WHAT IS REQUIRED
Scan the entries and copy each line where the word "with" is present.

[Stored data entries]
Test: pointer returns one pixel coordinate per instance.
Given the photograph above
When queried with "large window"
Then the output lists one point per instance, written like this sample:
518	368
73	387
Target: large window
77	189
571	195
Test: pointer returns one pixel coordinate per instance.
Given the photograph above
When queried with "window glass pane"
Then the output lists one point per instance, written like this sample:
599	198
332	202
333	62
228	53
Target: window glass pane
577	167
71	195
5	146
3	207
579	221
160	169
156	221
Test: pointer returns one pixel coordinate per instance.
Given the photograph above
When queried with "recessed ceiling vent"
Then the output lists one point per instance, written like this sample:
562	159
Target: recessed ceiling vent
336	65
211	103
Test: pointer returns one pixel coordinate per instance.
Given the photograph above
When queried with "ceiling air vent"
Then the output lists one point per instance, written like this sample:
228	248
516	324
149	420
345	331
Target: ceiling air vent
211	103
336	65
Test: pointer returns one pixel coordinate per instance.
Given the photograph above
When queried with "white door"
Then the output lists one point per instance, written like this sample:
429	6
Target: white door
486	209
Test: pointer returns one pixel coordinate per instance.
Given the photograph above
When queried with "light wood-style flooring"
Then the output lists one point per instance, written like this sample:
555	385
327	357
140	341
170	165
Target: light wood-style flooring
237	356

---

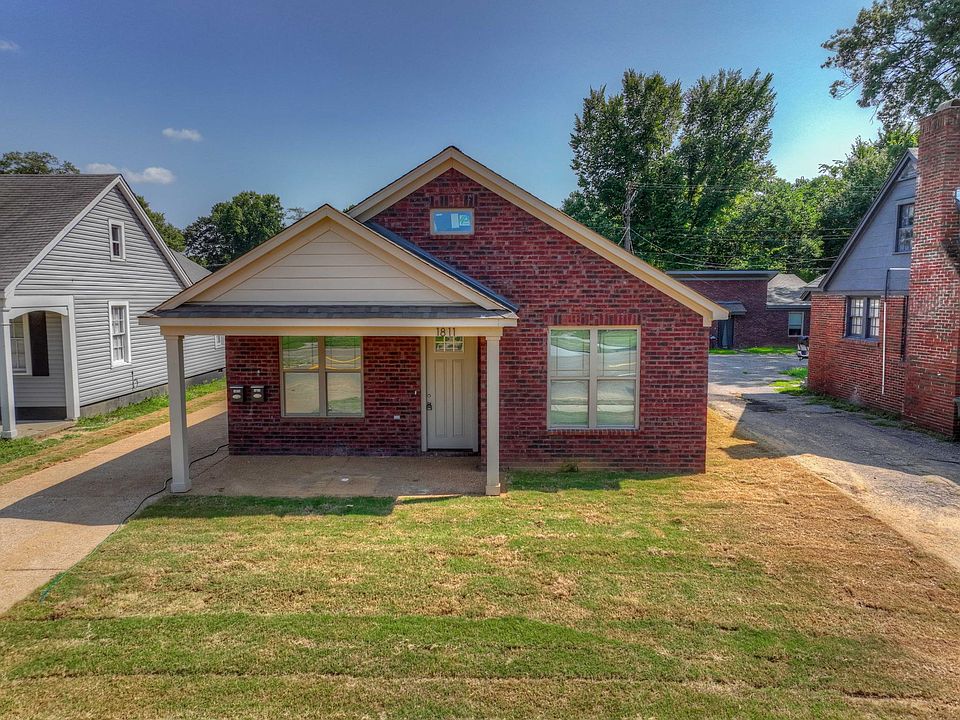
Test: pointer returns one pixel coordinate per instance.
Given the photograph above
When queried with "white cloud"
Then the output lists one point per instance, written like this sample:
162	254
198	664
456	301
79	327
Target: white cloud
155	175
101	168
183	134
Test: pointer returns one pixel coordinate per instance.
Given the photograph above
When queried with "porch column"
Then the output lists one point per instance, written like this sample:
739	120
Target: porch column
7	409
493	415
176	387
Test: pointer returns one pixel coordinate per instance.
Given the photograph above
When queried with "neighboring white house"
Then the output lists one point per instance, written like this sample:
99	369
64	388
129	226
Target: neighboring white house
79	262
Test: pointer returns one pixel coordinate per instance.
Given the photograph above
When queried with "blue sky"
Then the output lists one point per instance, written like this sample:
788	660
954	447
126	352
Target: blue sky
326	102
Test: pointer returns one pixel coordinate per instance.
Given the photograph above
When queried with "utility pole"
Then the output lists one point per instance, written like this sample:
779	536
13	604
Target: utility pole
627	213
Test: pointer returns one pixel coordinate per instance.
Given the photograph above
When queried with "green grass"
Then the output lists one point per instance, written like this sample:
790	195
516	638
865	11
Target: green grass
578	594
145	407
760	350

SOLUTION FOR THIS TASK
When queried with "large window"
When queried with "window glass pane"
When queried with "recessed ceiling vent"
When queried with "ceiling air vent"
When queried with "white door"
When queried with "light wood-style flooring"
When queried with "white cloud"
When queried with "porch column"
When queried with "neighboring white house"
When queried with "blue sky"
When queried with "utility pole"
When queried with "green grass"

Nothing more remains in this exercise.